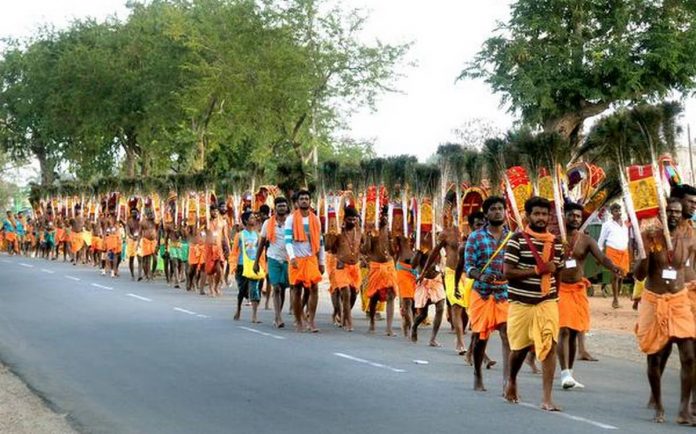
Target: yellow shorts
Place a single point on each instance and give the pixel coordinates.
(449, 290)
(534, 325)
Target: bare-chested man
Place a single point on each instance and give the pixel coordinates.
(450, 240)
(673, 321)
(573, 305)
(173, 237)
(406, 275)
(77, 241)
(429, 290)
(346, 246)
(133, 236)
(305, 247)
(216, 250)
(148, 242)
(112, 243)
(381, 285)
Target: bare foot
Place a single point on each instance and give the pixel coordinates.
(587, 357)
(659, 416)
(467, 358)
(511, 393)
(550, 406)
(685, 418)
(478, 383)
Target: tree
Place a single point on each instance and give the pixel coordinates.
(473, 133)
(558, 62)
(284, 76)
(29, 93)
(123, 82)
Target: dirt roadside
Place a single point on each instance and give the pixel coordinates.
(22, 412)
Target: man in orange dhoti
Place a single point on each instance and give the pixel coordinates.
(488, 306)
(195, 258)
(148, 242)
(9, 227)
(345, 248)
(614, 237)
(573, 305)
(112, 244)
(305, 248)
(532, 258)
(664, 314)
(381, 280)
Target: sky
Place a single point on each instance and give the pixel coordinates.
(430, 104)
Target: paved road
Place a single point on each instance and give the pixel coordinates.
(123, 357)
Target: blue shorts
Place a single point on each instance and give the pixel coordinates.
○ ○ ○ ○ ○
▶ [Instructions for the task]:
Each entry above should come back word for word, and no picture should come with it.

▶ [Response to the exercise]:
Target: yellow shorts
Place a single point on each instance and give the pixel coordinates.
(449, 290)
(534, 325)
Target: bare-chested man
Place a single point on each instance and give the pixel coordinates.
(450, 240)
(673, 321)
(573, 305)
(173, 237)
(406, 275)
(77, 241)
(429, 290)
(346, 246)
(133, 236)
(305, 247)
(216, 250)
(148, 242)
(112, 243)
(381, 285)
Target: bare foot
Place a single point on each instance and give the pixel coordinates.
(587, 357)
(659, 416)
(467, 358)
(511, 393)
(550, 406)
(685, 418)
(478, 383)
Target: tree
Place a single point on each instance and give the pixel coordinates.
(473, 133)
(558, 62)
(284, 76)
(29, 93)
(123, 82)
Target: dirt roadside
Place a single point on each instance and give the pixel coordinates.
(22, 412)
Target: man in orange dhoti
Place a single point on each instance and give the pixel coordinates.
(488, 306)
(195, 258)
(148, 242)
(9, 227)
(345, 248)
(614, 237)
(573, 305)
(112, 244)
(305, 248)
(532, 258)
(664, 314)
(381, 280)
Target: sky
Place a single point on each instance and give the pixel coordinates.
(430, 104)
Target: paved road
Place a single point on each instance and give the pixel coordinates.
(123, 357)
Target: blue shorts
Place a single point on each instance and give the pixel coordinates.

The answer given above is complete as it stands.